TASK TO CARRY OUT
Rewrite the material from the line containing "electrical outlet with a point." through the end of the material, requests included. Multiply every coordinate in the answers by 0.65 and round to whole numbers, with halves rounding up, and give only those lines.

'''

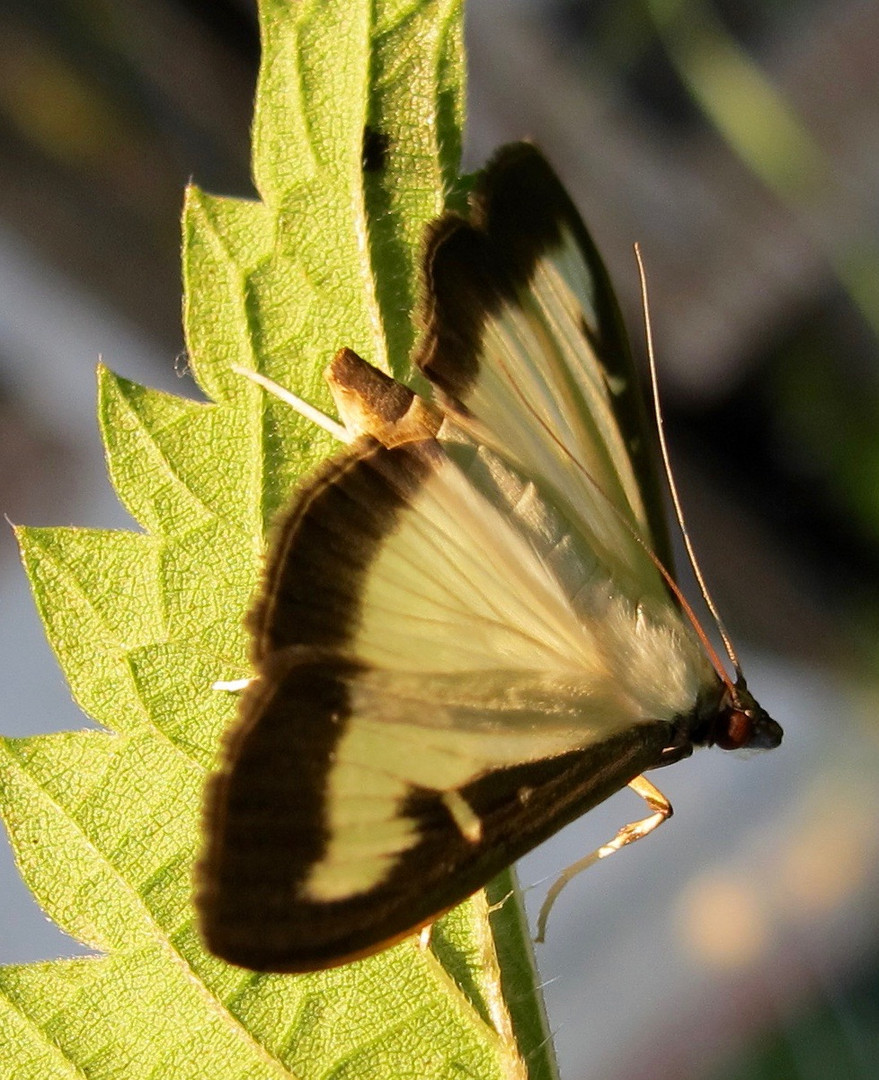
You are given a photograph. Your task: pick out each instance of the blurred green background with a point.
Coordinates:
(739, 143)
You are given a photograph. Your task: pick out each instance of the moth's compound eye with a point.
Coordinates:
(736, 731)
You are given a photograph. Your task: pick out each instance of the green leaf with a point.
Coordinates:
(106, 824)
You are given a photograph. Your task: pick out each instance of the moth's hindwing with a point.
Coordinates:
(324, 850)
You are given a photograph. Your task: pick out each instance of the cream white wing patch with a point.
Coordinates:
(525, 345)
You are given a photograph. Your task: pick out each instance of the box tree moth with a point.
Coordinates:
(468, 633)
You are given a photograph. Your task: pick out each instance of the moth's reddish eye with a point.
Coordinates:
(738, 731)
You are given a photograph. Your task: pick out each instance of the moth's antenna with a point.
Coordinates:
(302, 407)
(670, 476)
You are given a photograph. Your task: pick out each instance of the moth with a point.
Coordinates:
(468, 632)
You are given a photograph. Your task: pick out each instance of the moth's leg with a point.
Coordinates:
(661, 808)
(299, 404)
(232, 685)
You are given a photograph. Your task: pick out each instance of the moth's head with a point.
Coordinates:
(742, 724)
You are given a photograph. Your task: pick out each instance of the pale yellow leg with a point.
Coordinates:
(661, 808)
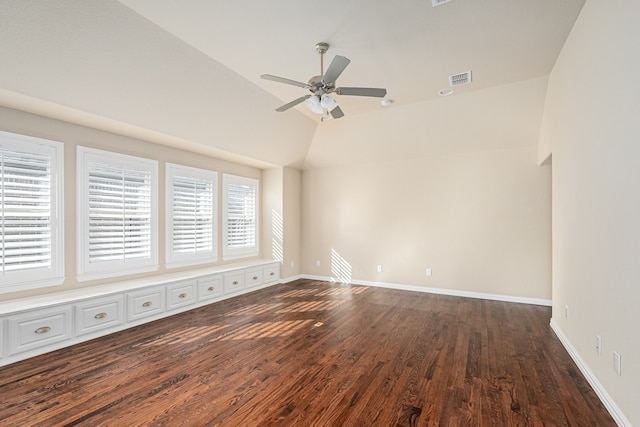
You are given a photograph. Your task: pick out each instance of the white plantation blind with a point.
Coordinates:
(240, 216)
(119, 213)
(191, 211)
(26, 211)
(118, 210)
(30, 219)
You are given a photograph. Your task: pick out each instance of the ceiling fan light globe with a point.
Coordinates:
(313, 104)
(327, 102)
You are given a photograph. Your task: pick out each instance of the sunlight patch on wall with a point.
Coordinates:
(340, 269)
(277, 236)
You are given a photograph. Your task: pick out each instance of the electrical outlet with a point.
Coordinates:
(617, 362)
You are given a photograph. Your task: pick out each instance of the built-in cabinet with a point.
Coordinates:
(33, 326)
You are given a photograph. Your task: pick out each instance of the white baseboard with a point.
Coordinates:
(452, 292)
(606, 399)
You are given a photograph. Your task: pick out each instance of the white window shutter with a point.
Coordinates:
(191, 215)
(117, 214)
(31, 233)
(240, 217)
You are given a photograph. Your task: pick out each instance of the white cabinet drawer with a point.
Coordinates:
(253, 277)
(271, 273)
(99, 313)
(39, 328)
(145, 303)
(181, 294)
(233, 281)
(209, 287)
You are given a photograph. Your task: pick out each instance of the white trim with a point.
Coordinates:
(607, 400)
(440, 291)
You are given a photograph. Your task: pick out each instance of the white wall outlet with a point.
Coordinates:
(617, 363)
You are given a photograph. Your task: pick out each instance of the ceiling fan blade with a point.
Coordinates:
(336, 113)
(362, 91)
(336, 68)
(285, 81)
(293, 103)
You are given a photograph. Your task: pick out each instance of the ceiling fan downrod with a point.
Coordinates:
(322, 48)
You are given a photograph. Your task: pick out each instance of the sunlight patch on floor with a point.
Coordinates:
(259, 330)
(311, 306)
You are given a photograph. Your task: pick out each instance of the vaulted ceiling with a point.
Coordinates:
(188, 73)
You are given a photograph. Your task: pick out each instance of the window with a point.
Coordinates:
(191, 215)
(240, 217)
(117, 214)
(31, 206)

'''

WRITTEN REPLY
You are given a photograph. Your task: pick out each instance of the electrical outlet with a point.
Coordinates:
(401, 235)
You are given a photograph. Your task: pick out each instance of the built-in cabinet with a point.
Coordinates:
(21, 212)
You are given a photograph. Your task: pick out each instance of the white baseboard with a point.
Coordinates:
(294, 190)
(394, 259)
You are given a photograph. Your task: pick out each instance of the white window shutter with a point.
Coordinates:
(124, 140)
(76, 139)
(20, 151)
(156, 141)
You are given a photograph. Your task: pick out each instance of the white cabinet drawer with a point.
Coordinates:
(164, 180)
(176, 177)
(64, 203)
(25, 213)
(94, 197)
(118, 191)
(151, 183)
(136, 187)
You are given a photograph. Your task: pick out each instance of the white trim with a point.
Coordinates:
(395, 260)
(286, 189)
You are given a photograph. Your task: pick out each instance of the white wall outlet with a point.
Coordinates:
(401, 236)
You are given a photograph. Your task: pick out each instance of the ceiling fan blade with a point.
Coordinates:
(218, 73)
(235, 59)
(218, 44)
(185, 53)
(190, 67)
You are given a photograph. Your task: pick out each instance of the ceiling fan downrod with a point.
Coordinates:
(209, 31)
You are given a photograph. Your task: pick out each instance of the sunlight patch on floor with a point.
Coordinates:
(168, 215)
(202, 199)
You are given a photograph. Your task: pick out each instance of the vaulted ceiling with a point.
Coordinates:
(122, 47)
You are given a photograph. Your task: pick out each instance of the window with a point.
Coordinates:
(124, 140)
(156, 141)
(76, 139)
(20, 134)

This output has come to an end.